Take the records below and extract, word for word, the lines from the one containing "Task: indicate the ostrich body" through the final line, inclusive. Omit pictures.

[Entries from a pointing dataset]
● ● ● ● ● ● ●

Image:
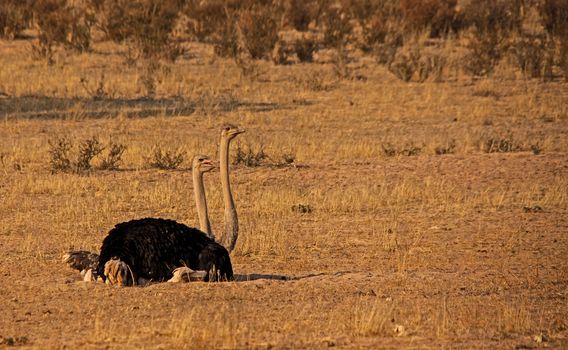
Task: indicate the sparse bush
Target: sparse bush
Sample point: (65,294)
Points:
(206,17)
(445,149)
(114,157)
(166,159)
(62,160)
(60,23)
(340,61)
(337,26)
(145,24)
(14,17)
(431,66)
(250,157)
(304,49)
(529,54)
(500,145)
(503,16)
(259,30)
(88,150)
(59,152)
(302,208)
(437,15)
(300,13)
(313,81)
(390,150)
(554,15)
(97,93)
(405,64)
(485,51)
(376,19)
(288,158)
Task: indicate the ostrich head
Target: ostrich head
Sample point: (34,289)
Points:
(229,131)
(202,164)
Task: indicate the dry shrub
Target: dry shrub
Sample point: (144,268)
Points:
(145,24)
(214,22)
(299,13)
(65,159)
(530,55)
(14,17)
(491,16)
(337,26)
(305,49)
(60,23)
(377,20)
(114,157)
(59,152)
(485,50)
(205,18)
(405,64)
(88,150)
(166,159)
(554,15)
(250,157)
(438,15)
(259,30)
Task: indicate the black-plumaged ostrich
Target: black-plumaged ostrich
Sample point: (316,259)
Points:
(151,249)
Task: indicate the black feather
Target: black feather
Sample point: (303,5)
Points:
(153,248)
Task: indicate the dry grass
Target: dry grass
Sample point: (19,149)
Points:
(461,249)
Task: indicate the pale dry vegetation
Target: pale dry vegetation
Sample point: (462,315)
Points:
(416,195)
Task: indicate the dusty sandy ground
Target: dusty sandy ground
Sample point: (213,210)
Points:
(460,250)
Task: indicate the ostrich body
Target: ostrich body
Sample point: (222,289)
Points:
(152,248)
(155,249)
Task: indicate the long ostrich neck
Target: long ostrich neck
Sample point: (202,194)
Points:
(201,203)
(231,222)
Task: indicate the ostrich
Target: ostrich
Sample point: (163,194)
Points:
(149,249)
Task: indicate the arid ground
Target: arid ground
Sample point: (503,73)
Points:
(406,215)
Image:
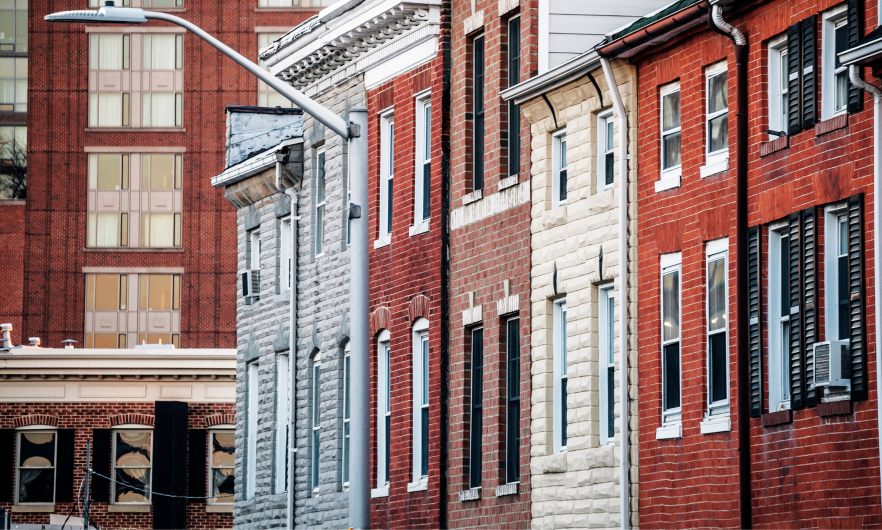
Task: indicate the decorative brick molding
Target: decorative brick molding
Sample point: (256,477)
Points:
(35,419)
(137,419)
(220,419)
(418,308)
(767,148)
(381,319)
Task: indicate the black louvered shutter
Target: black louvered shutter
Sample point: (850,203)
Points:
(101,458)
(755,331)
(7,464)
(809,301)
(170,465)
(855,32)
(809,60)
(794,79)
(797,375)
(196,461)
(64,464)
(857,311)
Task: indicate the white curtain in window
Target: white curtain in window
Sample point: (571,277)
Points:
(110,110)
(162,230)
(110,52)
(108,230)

● ● ● ● ● ● ●

**Response to this task**
Task: indicate the ostrich body
Target: ostrich body
Sample point: (222,289)
Points:
(152,248)
(155,249)
Task: indicate the long ostrich neck
Target: long ostrich neck
Sample point: (202,194)
Points:
(201,203)
(231,222)
Task: indicate the ostrich
Target: ostrich
Sample point: (163,194)
Points:
(149,249)
Task: indicate the arid ground
Target: arid ground
Sample point: (503,73)
Points:
(406,215)
Image:
Task: indicate the decorative brick molding
Target: decorative brick molding
Sample point: (256,477)
Points:
(35,419)
(137,419)
(220,419)
(418,308)
(767,148)
(381,319)
Task: indicate the black louvered shutter
Target: black louvered shutter
Sample point: (850,203)
Points:
(101,458)
(755,331)
(7,464)
(809,301)
(170,465)
(855,32)
(809,60)
(794,79)
(797,375)
(196,461)
(64,464)
(857,311)
Task: indicate the white curtain in window
Target: white curtain in window
Sample point: (571,277)
Points:
(110,110)
(162,230)
(110,52)
(108,230)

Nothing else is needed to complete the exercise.